— Start —

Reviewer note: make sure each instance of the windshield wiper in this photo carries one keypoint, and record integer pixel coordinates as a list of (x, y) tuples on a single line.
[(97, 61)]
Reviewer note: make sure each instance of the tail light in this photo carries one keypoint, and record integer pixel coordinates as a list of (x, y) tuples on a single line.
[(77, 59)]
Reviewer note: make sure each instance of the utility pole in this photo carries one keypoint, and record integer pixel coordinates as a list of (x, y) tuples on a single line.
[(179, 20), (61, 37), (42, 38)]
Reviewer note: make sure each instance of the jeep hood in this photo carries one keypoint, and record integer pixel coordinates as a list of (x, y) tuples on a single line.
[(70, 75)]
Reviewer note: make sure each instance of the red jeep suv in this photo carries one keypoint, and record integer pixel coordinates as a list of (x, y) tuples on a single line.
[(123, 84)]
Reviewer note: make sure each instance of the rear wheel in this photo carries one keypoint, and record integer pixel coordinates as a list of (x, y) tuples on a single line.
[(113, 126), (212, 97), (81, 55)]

— End —
— Start —

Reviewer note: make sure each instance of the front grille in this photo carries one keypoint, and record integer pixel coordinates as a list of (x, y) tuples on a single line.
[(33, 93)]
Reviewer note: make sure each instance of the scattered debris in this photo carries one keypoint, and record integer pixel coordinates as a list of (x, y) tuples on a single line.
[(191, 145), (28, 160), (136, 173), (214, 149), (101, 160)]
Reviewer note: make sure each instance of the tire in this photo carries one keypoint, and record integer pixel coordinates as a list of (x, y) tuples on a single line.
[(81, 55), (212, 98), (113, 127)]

— End —
— Start —

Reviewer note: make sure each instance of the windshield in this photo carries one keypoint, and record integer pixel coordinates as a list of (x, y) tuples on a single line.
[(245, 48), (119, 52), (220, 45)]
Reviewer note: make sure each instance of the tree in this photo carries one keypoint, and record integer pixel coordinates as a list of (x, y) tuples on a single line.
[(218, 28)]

— End —

### GOAL
Reproduce the items word for word, starting with the line containing "Reviewer note: make sure each instance of the front" and ending with the line containing "[(191, 145), (28, 160), (136, 173), (214, 149), (101, 160)]", both of those lines included.

### RESPONSE FOR THIS EXERCISE
Reviewer note: make sure each instance of the front grille in this photo carries one keypoint, and record integer pixel coordinates as a list of (x, y) tuples on a single line.
[(33, 93)]
Reviewer note: make sure each instance of the scattered debris in this photo carries one keypoint, and record integer pixel coordinates as a list of (x, y) tuples on a single line.
[(191, 145), (28, 160), (136, 173), (214, 149), (101, 160)]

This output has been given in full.